#### Given records:

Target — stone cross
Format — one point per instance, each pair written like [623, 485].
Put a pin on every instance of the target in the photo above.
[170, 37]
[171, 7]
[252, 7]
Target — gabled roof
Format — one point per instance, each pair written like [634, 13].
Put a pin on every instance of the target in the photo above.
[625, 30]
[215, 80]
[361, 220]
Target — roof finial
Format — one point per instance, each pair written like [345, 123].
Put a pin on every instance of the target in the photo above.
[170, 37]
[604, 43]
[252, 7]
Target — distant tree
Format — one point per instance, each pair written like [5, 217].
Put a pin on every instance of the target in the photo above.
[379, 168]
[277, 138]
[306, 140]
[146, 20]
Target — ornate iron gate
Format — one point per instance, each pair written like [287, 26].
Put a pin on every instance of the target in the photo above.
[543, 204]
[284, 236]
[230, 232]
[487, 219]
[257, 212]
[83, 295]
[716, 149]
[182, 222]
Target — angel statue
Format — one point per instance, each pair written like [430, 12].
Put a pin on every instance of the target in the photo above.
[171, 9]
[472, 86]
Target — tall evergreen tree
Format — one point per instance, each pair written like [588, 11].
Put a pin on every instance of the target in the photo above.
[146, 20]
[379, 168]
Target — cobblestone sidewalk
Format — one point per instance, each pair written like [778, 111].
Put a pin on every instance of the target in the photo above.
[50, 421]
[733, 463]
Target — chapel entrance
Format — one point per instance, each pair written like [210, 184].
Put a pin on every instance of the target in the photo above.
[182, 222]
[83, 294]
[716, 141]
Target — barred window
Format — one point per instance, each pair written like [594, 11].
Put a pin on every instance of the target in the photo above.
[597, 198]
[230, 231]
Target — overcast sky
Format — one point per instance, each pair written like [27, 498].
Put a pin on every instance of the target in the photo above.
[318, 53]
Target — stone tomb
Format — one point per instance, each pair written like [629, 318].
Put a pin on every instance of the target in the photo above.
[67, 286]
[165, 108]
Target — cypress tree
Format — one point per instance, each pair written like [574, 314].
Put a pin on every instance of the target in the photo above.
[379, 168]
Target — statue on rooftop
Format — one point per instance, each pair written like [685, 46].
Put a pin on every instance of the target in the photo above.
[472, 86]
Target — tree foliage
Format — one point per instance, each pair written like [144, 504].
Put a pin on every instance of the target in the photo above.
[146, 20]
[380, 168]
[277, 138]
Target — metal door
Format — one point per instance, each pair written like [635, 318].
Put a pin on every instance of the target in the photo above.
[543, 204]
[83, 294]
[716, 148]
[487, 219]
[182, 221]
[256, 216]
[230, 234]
==
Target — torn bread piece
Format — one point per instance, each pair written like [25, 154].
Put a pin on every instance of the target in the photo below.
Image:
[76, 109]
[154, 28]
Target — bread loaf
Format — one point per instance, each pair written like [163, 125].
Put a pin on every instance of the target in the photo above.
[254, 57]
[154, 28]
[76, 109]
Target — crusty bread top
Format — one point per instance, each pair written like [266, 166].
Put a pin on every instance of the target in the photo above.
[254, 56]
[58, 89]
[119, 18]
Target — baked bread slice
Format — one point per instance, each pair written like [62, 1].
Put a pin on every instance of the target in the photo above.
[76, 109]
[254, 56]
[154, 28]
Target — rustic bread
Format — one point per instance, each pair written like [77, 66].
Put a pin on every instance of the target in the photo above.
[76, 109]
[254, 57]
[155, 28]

#### Your objective:
Would you copy every line of the entries in which "tree" appears?

#### Response to the task:
Target — distant tree
Target — tall evergreen tree
Target — cypress tree
Target — tree foliage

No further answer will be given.